Word for word, write the lines below out again, with no pictures.

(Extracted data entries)
┄┄┄┄┄┄

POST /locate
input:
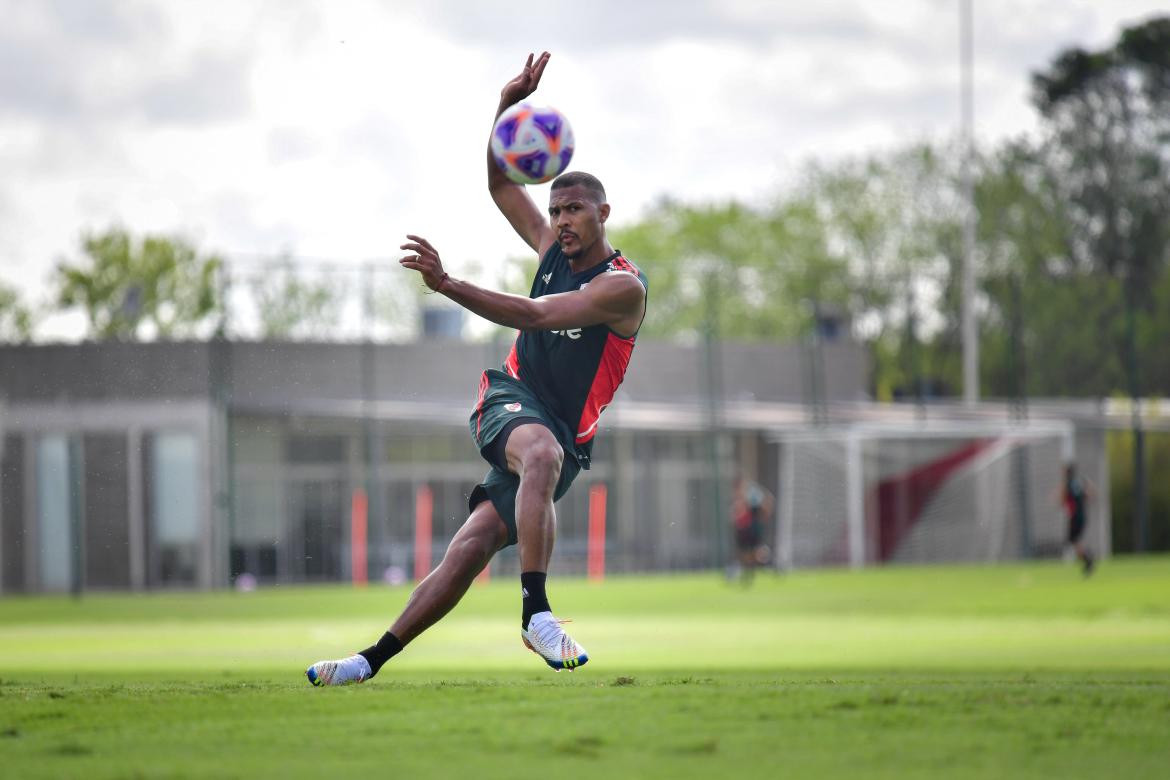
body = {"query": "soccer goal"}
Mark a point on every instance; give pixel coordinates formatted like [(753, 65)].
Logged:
[(931, 491)]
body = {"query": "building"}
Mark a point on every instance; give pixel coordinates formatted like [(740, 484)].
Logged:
[(186, 464)]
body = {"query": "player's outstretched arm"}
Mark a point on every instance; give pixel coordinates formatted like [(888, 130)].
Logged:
[(513, 199), (617, 299)]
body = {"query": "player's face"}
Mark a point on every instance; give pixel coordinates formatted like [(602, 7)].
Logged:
[(577, 219)]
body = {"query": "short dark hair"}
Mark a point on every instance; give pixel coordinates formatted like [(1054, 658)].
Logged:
[(579, 178)]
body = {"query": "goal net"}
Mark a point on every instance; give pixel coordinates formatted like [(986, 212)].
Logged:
[(957, 491)]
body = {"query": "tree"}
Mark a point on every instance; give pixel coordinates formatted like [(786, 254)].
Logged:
[(16, 321), (894, 219), (759, 263), (132, 289), (1108, 116)]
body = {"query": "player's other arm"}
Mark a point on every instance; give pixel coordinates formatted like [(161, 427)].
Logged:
[(510, 198), (614, 298)]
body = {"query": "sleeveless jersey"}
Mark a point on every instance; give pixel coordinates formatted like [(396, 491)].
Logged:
[(575, 372)]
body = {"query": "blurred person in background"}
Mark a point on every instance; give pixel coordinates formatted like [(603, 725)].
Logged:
[(1074, 496), (751, 508)]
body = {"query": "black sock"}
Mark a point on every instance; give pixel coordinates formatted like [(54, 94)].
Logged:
[(386, 648), (532, 586)]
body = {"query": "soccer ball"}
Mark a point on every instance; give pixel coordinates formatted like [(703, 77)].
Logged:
[(531, 144)]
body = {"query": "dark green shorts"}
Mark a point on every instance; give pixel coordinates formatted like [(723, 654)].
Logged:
[(503, 404)]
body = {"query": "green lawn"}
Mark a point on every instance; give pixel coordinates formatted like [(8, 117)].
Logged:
[(1021, 670)]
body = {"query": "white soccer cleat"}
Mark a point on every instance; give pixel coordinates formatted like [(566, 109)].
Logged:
[(355, 669), (545, 637)]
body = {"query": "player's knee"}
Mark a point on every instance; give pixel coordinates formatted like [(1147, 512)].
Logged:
[(542, 462)]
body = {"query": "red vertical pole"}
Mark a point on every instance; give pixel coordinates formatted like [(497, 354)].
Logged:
[(424, 508), (359, 509), (596, 554)]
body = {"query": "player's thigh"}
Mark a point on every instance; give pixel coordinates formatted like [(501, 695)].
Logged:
[(483, 530), (532, 443)]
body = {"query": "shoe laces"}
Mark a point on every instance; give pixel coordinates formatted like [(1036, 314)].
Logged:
[(550, 633)]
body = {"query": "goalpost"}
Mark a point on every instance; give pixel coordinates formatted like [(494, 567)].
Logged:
[(919, 492)]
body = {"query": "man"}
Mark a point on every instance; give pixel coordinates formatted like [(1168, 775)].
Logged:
[(534, 421), (1075, 494), (751, 505)]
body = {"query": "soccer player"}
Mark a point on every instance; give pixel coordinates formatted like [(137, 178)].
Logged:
[(1075, 494), (534, 422), (751, 505)]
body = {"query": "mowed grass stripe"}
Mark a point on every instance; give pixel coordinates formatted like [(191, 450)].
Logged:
[(1006, 671), (782, 642)]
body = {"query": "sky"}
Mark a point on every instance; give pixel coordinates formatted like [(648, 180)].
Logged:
[(328, 129)]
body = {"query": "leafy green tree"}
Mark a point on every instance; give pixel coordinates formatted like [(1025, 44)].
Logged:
[(135, 288), (757, 263), (1108, 116), (894, 218), (16, 321)]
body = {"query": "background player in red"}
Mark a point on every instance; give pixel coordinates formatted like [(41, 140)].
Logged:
[(1075, 494), (534, 421)]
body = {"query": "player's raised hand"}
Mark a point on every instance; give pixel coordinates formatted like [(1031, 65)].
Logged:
[(425, 261), (525, 83)]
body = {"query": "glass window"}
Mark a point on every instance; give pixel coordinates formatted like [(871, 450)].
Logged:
[(174, 506), (53, 494)]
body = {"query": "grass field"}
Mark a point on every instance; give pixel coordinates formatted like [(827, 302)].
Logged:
[(1020, 670)]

┄┄┄┄┄┄

OUTPUT OF THE TASK>
POST /locate
input:
body = {"query": "soccer goal"}
Mark a point on every instance; give pixel coordinates formatted like [(753, 65)].
Logged:
[(931, 491)]
body = {"query": "building"}
Mark a point on every instance; give pixel coordinates formatted like [(740, 484)].
Logged:
[(186, 464)]
body = {"query": "player's outstretched arm"}
Mark a point on every instance; give pixel coordinates formatted like [(888, 130)].
Logged:
[(513, 199), (617, 299)]
body = {"query": "player's face"}
Mark a point on every instance; give pixel coordinates formatted like [(602, 7)].
Logged:
[(577, 219)]
body = {"query": "short dark hair"}
Mark a point on every instance; give pixel coordinates formatted like [(1054, 658)].
Logged:
[(579, 178)]
body = {"query": "goal net"}
Mark a point on every instance; give pixel coordinates formatted like [(986, 212)].
Logged:
[(957, 491)]
body = {"query": "tree"}
Mark a point on every instance; give pixel coordinates formatted like [(786, 254)].
Logged:
[(16, 321), (894, 219), (759, 263), (132, 289), (1108, 116)]
body = {"query": "player's other arm"}
Mark a point on every instance; give pixel coordinates formatted like [(161, 427)].
Logged:
[(510, 198), (614, 298)]
body = {"query": "sleeveless jersey"}
Mark a point on every instance; give pixel coordinates formatted like [(396, 491)].
Logged:
[(575, 372)]
body = {"query": "blurred person in background"}
Mark a point on every instance; give pixel coordinates formatted like [(603, 725)].
Logged:
[(1074, 496), (751, 508)]
body = {"query": "black sock"}
Mark a point on every instance; give pixel coordinates formatted like [(54, 94)].
Logged:
[(386, 648), (532, 586)]
body = {"query": "soccer ball"}
Mark a point on every instance; give pixel coordinates formatted like [(703, 77)].
Logged:
[(531, 144)]
body = {"query": "dark green shorts"}
Mark a point on every instance; give pixel coordinates formatted like [(723, 654)].
Logged:
[(503, 404)]
body = {"query": "green lawn"}
Mark a point on every instance; give pixel coordinates formatted like [(8, 117)].
Logged:
[(1021, 670)]
body = {"query": "white soccer cleat"}
Mark a point on every instance; give pixel coordinates formatted like [(566, 109)].
Logged:
[(355, 669), (545, 637)]
body = {"query": "player's knee"}
Mark a point on every instance; give pixel coordinates formatted like [(1147, 512)].
Logged:
[(542, 462)]
body = {"query": "red vertical pole"}
Mark a point on every instance; give pixel coordinates formatted like [(497, 354)].
Logged:
[(424, 508), (359, 509), (596, 554)]
body = {"query": "player's thigh"}
Mark a point on every instance; give pixel coordinates formatted like [(501, 695)].
Logged:
[(483, 530), (532, 443)]
body = {"query": "shoe laces"}
Mark a point on every instance; give pixel coordinates formatted like [(1036, 314)].
Logged:
[(550, 633)]
body = {"query": "goalpost"}
Mark a point on every instance; give pixel coordinates formatted like [(494, 567)].
Logged:
[(919, 492)]
body = {"query": "man"}
Mark a point on every instance; give pixel coordinates formatted like [(1168, 775)].
Logged:
[(534, 421), (1075, 494), (751, 505)]
body = {"query": "soccer player"}
Mark a point on every instance; give pixel coordinates formatted like [(137, 178)].
Logged:
[(1075, 494), (534, 422), (751, 505)]
body = {"query": "mowed grass stripe"}
Mark a point on every instance; give pixel coordinates formatted like [(191, 450)].
Logged:
[(1006, 671), (782, 642)]
body = {"query": "sky"}
Mark a point on every instance; give pixel coordinates formatted like [(648, 180)].
Logged:
[(328, 129)]
body = {"query": "leafy green tree"}
Mark a point on every instance; give pixel coordinates formatted like [(1025, 44)].
Logged:
[(135, 288), (757, 263), (1108, 116), (894, 218), (16, 321)]
body = {"query": "background player in red"}
Mark a point on every instance; give pixel coordinates formatted like [(41, 140)].
Logged:
[(1075, 494), (534, 421)]
body = {"query": "player's raised hand"}
Mark a point on every instance; give pixel coordinates formatted like [(1031, 65)].
Logged:
[(425, 261), (525, 83)]
body = {"query": "glass window"}
Mark a point on every instance; give pixel coordinates formatted like [(871, 450)].
Logged:
[(174, 506), (53, 494)]
body = {"query": "grass field"}
Mark a point on every instance; give pixel coordinates formatted like [(827, 302)].
Logged:
[(1020, 670)]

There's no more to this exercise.